** start of Stored records **

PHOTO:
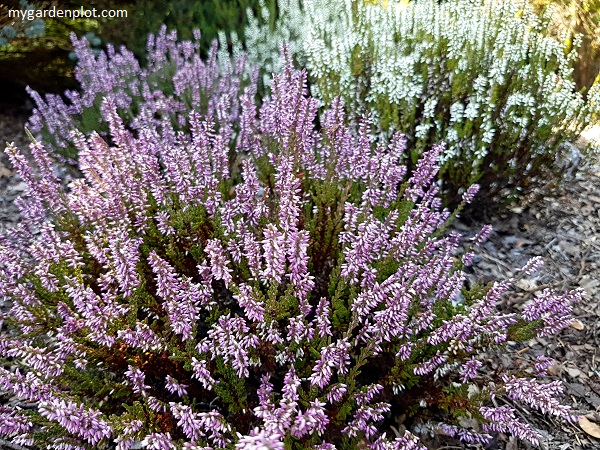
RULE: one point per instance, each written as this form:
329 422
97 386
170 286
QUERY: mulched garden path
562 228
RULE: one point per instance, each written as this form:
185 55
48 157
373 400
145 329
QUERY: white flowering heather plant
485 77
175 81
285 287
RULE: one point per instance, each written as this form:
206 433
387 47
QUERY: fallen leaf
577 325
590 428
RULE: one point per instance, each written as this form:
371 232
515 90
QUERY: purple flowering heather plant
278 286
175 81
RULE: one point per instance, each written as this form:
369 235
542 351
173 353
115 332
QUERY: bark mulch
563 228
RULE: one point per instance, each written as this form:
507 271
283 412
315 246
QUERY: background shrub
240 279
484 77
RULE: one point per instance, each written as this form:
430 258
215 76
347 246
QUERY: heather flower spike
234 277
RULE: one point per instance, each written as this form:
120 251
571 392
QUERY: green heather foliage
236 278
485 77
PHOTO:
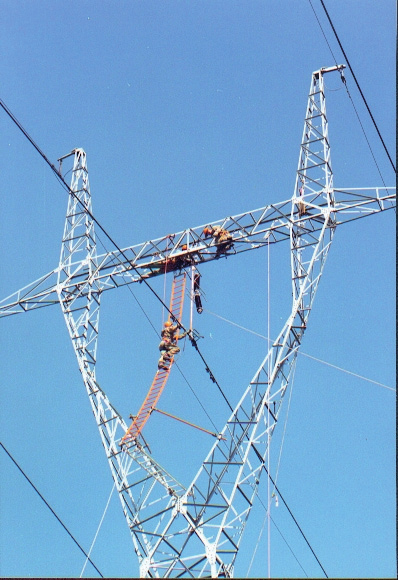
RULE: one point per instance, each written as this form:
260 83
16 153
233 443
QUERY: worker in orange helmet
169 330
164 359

** end of Stored records **

■ Exercise brief:
Return the listing above word for word, with the pictures removed.

■ Exercise response:
PHOTO:
RULE: one point per instance, each written as this form:
329 422
97 386
170 286
QUERY: mulched garden path
562 228
RULE: one point per instance, each written as this form:
185 55
48 157
373 400
145 329
QUERY: white flowering heather plant
485 77
175 81
285 287
RULE: one point per instance, each written as this form:
206 433
387 47
QUERY: fallen leaf
577 325
590 428
RULE: one point per instance, each written as this form:
371 232
515 90
QUERY: purple flowering heather plant
278 286
175 81
RULE: one point per instance, each written as this form:
369 235
542 351
173 353
115 332
QUERY: bark mulch
563 228
RULE: one point per instance, each written as this form:
507 271
283 412
315 246
QUERY: background shrub
240 279
484 77
RULE: one point per instance, each written as this form:
430 258
215 76
347 246
QUERY: heather flower spike
234 277
RULE: one point per instance, each written as this form:
120 251
571 392
QUERY: green heather foliage
236 278
485 77
PHOTO:
RULE: one point per instance, each written as this form:
260 83
16 153
233 443
QUERY: worker in orange helmet
169 330
164 359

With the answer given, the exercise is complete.